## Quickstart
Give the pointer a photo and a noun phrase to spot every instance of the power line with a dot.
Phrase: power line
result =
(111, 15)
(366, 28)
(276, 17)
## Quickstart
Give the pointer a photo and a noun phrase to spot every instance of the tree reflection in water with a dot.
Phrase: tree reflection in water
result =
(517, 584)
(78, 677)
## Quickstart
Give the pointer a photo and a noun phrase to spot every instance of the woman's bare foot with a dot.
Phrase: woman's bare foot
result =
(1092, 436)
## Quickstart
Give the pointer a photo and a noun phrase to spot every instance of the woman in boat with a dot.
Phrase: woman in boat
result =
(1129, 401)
+-------+
§ **YOUR OBJECTIVE**
After reading the material above, repeat all of it exactly.

§ **SOLUTION TO THIS EXERCISE**
## Quickstart
Give the pointer a photo and a noun phrase to spot every instance of the power line with a dot.
Phrase: power line
result =
(111, 15)
(366, 28)
(276, 17)
## Quickstart
Give the pointer a photo and a noun phrase to spot every instance of the tree reflection in water with a dot.
Phrase: tree reflection in water
result =
(517, 584)
(78, 677)
## Quickstart
Give the pointer a photo and a noun phrase to spot every instance of the woman's bare foot with a dot.
Phrase: woman's bare foot
result =
(1092, 436)
## Quickstart
Give the pointer a photo and a noun phrase to spot every instance of the woman in boat with a dot.
Phrase: woman in boat
result =
(1129, 401)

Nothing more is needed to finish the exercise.